- **Selected extract**
════════════════════

B.  The scope and sequence of the course will be presented as follows:
  1.  Through lectures, viedos and slides concerning the concepts, elements
      and art historical precedents of three dimensional design.
  2.  Through lecture/demonstrations of the proper use of materials and
  3.  Through student practice and demonstration of compositional,
      expressive and technical concepts.
  4.  Through evaluative one-on-one discussions with individual students.
  5.  Through group critique discussions and presentations of in-class
      work and homework.
C.  Specific areas of study within Art 5 include:
  1.  Process:  balancing the deliberate and planned with the accidental
      and spontaneous.
  2.  Content:  recognize other-than aesthetic spects of three dimensional
      design such as metaphor, symbol, narrative, etc.
  3.  Abstraction:  introduce the concept of abstraction through various
      means:  extreme simplification of the elements of drawing such as form
      or of value, expressive spontaneous, or improvised use of materials,
      20th century precedents in drawing.

════════════════════

- **Exercise set**
A. Retype the course outline word for word, everything from "2.  Through lecture/demonstrations" down to "symbol, narrative, etc.".
B. Answer these questions about the course outline:
(i) Under Process, what is balanced with the accidental and spontaneous?
(ii) What kind of discussions are held with individual students?
(iii) Under Content, what examples of other-than-aesthetic aspects of three dimensional design are listed?
C. Carry on the Art 5 course outline from where it stops.

- **Available data**
════════════════════

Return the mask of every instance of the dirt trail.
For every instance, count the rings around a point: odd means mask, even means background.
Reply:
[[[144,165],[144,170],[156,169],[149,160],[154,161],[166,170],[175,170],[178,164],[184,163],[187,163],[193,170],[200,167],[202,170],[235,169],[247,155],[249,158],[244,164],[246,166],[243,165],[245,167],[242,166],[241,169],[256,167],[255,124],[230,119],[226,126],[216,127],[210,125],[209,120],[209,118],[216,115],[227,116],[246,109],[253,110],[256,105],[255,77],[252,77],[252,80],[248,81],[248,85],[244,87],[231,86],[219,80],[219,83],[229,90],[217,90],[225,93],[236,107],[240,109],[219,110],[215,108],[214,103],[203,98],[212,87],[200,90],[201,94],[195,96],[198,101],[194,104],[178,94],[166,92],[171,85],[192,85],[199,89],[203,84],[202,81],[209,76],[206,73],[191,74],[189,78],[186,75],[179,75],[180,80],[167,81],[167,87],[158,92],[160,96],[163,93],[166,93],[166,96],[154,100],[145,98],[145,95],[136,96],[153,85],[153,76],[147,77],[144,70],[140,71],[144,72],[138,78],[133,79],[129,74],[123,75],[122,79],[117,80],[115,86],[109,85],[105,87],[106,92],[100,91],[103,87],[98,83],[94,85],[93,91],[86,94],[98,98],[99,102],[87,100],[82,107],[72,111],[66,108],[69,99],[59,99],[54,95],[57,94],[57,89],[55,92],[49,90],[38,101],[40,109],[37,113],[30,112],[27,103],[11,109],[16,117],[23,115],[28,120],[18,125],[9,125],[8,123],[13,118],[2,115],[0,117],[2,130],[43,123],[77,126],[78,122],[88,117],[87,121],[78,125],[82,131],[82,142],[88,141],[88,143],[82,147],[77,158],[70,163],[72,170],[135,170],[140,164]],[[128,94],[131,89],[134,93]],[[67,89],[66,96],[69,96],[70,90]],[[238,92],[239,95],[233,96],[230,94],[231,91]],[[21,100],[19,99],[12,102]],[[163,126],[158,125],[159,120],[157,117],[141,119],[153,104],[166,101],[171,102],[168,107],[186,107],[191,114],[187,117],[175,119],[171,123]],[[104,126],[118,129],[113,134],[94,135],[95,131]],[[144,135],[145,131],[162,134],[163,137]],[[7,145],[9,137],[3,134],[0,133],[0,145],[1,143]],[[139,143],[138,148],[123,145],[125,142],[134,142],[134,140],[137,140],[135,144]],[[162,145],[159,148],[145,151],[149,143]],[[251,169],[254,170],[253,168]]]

════════════════════

- **Per-task answers**
A.
2.  Through lecture/demonstrations of the proper use of materials and
  3.  Through student practice and demonstration of compositional,
      expressive and technical concepts.
  4.  Through evaluative one-on-one discussions with individual students.
  5.  Through group critique discussions and presentations of in-class
      work and homework.
C.  Specific areas of study within Art 5 include:
  1.  Process:  balancing the deliberate and planned with the accidental
      and spontaneous.
  2.  Content:  recognize other-than aesthetic spects of three dimensional
      design such as metaphor, symbol, narrative, etc.

B.
(i) The deliberate and planned.
(ii) Evaluative one-on-one discussions.
(iii) Metaphor, symbol and narrative.

C.
  4.  Shape/Form:  recognizing how two dimensinal shape becomes three
      dimensional form, observing profile shapes and separating them from
      surface detail, using positive and negative shape relationships to
      to strengthen compositional drama or unity.
  5.  Texture:  using textural contrasts and pattern to describe and enrich
      surfaces or affect the spped at which a form is comprehended.
  6.  Edge/Volume: the edge as a way to achieve openness or volume.
       Varying edge widths to create variety and rhythm.
  7.  Proportion: analyzing relative importance of the parts within a form
      for its contribution to the whole effect.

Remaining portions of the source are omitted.